**Отрывок для чтения**.
--
Очевидные сложные места метода следующие:
- Получение модели органа. Нужно где-то взять схему. Это довольно просто.
- Получение самих клеток. Очевидно, нам нужен материал для печати органа.
- Сборка принтера, чтобы клетками можно было печатать (куча проблем с образованием структуры органа).
- Гипоксия (отсутствие кислорода) во время создания органа.
- Реализации питания органа и его созревание до готовности.
Итак, 3D-принтер – это только кусок линии по фабрикации органов: его нужно обеспечить чертежом, материалом, а затем полученную модель органа из клеток ещё вырастить. Теперь давайте посмотрим по шагам, как все описанные выше задачи решаются.
Модель органа
Итак, берётся CAD-файл (сейчас — формат stl) с моделью органа. Проще всего получить модель, сделав трёхмерное сканирование самого пациента, а затем доработав данные руками. Сейчас текущие конструкты моделируются в AutoCAD.
Видно моделирование. 3D-структура как у обычной детали – только вместо пластика будут тканевые сфероиды.
Материал
Берётся материал – тканевые сфероиды, которыми будет идти запечатка. В качестве основы используется гидрогель, выполняющий функции соединительной структуры. Затем 3D-принтер печатает орган из этих вот тканевых сфероидов.
Первый опыт, подтверждающий, что из кусочков можно собрать целый орган: учёные разрезали на фрагменты сердце цыплёнка и срастили заново. Успешно.
--
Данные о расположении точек
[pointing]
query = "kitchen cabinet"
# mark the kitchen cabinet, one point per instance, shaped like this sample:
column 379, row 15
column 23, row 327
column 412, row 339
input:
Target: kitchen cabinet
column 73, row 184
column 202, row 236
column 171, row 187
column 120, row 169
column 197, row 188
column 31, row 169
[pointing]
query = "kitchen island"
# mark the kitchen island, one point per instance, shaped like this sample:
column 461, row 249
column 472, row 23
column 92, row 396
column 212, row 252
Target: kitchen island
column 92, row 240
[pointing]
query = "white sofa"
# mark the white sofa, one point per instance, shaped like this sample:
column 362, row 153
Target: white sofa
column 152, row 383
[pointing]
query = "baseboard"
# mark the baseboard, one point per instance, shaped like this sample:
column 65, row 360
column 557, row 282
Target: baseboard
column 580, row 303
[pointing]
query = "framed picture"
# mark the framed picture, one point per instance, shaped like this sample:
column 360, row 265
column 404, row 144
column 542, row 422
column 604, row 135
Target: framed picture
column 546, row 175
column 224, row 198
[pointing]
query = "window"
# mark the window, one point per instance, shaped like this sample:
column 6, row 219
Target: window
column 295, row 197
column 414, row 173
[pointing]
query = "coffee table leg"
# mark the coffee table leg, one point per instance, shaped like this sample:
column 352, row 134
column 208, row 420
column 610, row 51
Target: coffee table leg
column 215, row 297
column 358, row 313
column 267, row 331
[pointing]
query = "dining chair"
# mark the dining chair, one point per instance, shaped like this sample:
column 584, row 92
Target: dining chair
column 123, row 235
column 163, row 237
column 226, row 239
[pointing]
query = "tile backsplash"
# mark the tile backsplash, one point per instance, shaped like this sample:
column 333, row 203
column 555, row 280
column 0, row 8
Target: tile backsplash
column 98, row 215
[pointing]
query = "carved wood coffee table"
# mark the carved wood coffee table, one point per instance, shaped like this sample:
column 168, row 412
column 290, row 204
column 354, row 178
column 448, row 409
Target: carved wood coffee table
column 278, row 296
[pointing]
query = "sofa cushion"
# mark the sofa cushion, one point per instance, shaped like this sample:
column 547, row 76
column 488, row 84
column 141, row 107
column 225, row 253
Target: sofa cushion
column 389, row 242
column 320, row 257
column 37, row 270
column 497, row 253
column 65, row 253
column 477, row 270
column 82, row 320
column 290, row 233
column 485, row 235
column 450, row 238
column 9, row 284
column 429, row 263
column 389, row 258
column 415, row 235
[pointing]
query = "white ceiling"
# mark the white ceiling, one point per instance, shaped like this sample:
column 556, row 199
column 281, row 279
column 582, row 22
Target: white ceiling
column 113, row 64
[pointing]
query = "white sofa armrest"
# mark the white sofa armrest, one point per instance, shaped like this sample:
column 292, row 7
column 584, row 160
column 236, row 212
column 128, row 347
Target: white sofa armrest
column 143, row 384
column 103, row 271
--
**Вопросы для разбора**.
**a)** Выпишите из отрывка о печати органов на 3D-принтере всё подряд, от слов «Очевидные сложные места» и вниз до слов «для печати органа.».
**b)** Продолжите отрывок о печати органов на 3D-принтере, начав сразу после его последнего предложения.

**Ожидаемые ответы**.
**a)**
Очевидные сложные места метода следующие:
- Получение модели органа. Нужно где-то взять схему. Это довольно просто.
- Получение самих клеток. Очевидно, нам нужен материал для печати органа.

**b)**
Теперь вопрос – где взять клетки для этого материала. Лучшие – человеческие эмбиональные стволовые, из них можно сделать клетки для любой ткани последовательной дифференцировкой. Но их трогать, как мы знаем, нельзя. Зато можно брать iPS – индуцированные плюрипотентные стволовые клетки. Их можно сделать из костного мозга, пульпы зуба или обычной жировой ткани пациента – и их производят различные компании по всему миру.
Схема такая: человек обращается в клинику, делает липосакцию, жировая ткань замораживается и кладётся в репозиторий. При необходимости – достаётся, из неё делаются нужные клетки (ATDSC, один такой комплекс есть в России) и затем дифференцируются по назначению. Например, из фибробластов можно сделать iPS, из них – почечный эпителий, а дальше – функциональный эпителий.
Машины для автоматического получения таких клеток производятся General Electric, например.
Центрифуга. Первый этап отделения материала из жировой ткани.
Из этих клеток формируются шарики в специальных микроуглублениях на твёрдом материале. В углубление на молде помещается клеточная суспензия, затем клетки сращиваются, и образуется шарик. Точнее – не очень ровный сфероид.
Обработка конструкционных блоков
Следующая проблема – клетки в картдидже горят желанием срастись. Тканевые сфероиды должны быть изолированы друг от друга, иначе они начнут срастаться раньше срока. Их нужно инкапсулировать, и для этого используется гиалуроновая кислота, получаемая из сыворотки крови. Её надо совсем мало – просто один тончайший слой. Она также быстро «уходит» после печати.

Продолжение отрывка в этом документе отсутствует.